*What needs to be done*
Where in the data below does the word "pointer" appear? Copy every line that has it.
◆ ◆ ◆ ◆ ◆ ◆ ◆
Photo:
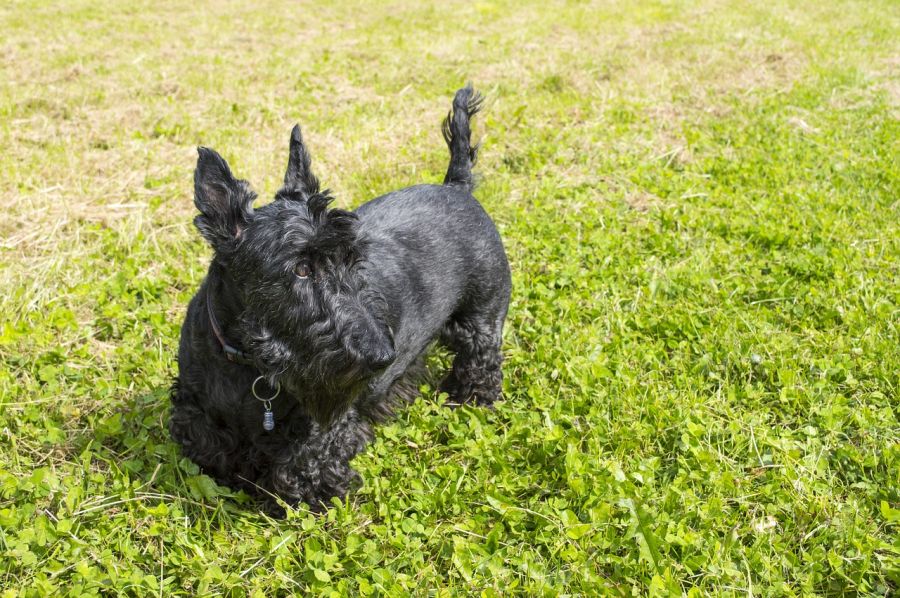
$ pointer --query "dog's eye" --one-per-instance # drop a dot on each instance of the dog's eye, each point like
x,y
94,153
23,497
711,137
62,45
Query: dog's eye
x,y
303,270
◆ ◆ ◆ ◆ ◆ ◆ ◆
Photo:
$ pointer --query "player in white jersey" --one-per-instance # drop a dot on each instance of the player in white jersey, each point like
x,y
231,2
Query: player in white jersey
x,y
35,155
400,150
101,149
◆ ◆ ◆ ◆ ◆ ◆ ◆
*Expected output*
$ pointer --query "dog's eye" --one-per-instance # drop a dot on each instance of the dog's eye, each point like
$ pointer --query "player in white jersey" --one-per-instance # drop a dot on each instance of the player in white jersey, each point like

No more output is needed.